Set exercise 1 ▸
Summarize the post on pilot pay in two sentences.

BEGIN Selected extract

In M^%$ )(***l's post about his daughter's starting attorney pay there were many comments about the sad state of pilot pay. &^% made his point about us not negotiating in a vacuum - and it's fair enough. We all should know that pilot pay is but one component of the company's overall expenses and that achieving profitability is a complex goal for management. Nevertheless, I want to address another legitimate perspective on current and future pilot pay that deserves serious attention, namely the perspective gained by considering how much each passenger actually pays the pilots who safely fly them to their destinations. Shoot me down here - or agree - that this is a legitimate perspective we should be pushing more publicly. Whatever your response is if it's thoughtful I welcome it.

I fly captain on MD-88's and MD-90's. For argument purposes let's say my average seat count is 145 passengers. I'm sure somebody has the average load factor for these narrow body aircraft, but it looked pretty high to me in 2009. If it was 80%, then the average number of passengers on board an MD-88/90 was 116.

If every passenger with this load factor directly paid me $1.30/hour that would have covered my $150/hour 2009 wage. We have various employee benefits, and credit hours that are not directly productive, so ballpark we could probably agree $.70/hour more might cover those extra costs? So if the load factor is 80% and every passenger pays the captain $2/hour (and the FO $1.50/hour), then we're talking $3.50/hour going to both pilots of an MD88/90. Our legs probably average two hours.

END Selected extract
BEGIN Provided information

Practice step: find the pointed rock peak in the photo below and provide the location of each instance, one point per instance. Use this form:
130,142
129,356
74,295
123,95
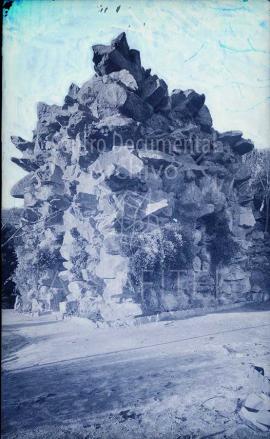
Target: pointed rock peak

END Provided information
BEGIN Provided information

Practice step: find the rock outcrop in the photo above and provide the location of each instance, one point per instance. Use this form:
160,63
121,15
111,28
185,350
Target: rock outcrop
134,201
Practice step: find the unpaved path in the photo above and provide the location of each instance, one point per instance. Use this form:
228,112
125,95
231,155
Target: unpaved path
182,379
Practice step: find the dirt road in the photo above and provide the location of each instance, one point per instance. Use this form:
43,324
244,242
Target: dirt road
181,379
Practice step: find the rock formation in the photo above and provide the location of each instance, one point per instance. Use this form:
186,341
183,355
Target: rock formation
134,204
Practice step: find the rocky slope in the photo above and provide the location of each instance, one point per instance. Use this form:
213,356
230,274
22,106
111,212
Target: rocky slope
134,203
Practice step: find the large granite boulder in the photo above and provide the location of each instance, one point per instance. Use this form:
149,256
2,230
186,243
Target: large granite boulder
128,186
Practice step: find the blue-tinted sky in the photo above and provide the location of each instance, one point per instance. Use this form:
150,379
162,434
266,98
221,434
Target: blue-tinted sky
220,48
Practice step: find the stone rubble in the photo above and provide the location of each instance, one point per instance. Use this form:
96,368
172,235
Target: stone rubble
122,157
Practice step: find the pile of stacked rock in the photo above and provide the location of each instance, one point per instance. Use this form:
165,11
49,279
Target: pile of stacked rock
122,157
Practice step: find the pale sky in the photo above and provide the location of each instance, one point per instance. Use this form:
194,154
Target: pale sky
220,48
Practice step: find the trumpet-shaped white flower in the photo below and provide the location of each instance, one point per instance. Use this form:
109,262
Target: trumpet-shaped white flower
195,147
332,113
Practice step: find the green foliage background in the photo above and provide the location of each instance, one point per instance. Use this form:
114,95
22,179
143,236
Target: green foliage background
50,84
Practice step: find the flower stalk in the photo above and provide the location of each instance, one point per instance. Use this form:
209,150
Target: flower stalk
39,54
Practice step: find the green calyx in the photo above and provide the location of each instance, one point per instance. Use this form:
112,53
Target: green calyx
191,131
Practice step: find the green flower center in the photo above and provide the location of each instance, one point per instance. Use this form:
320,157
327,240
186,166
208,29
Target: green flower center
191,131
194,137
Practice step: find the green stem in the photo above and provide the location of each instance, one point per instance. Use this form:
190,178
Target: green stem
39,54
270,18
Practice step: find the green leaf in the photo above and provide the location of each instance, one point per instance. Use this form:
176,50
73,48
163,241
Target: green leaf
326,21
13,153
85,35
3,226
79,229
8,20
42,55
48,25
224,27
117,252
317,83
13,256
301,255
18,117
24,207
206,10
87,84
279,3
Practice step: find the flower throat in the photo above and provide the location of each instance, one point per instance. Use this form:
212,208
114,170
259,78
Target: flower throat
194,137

END Provided information

Set exercise 2 ▸
In the records, begin at the line that has "Practice step: find the pointed" and stop after the line that has "Target: pointed rock peak", then write those lines again with "pointed" swapped for "jagged" and everything else unchanged, leaving out the picture.

Expected answer 1 ▸
The writer, a captain on MD-88s and MD-90s, argues that pilot pay should also be judged by how much each passenger actually pays the pilots, while granting that pilot pay is only one part of the company's overall expenses. Assuming 145 seats and an 80% load factor, or 116 passengers, the writer figures that $1.30 per passenger per hour would have covered a $150 hourly 2009 wage, and that $2 for the captain plus $1.50 for the FO comes to $3.50 per passenger per hour for both pilots.

Expected answer 2 ▸
Practice step: find the jagged rock peak in the photo below and provide the location of each instance, one point per instance. Use this form:
130,142
129,356
74,295
123,95
Target: jagged rock peak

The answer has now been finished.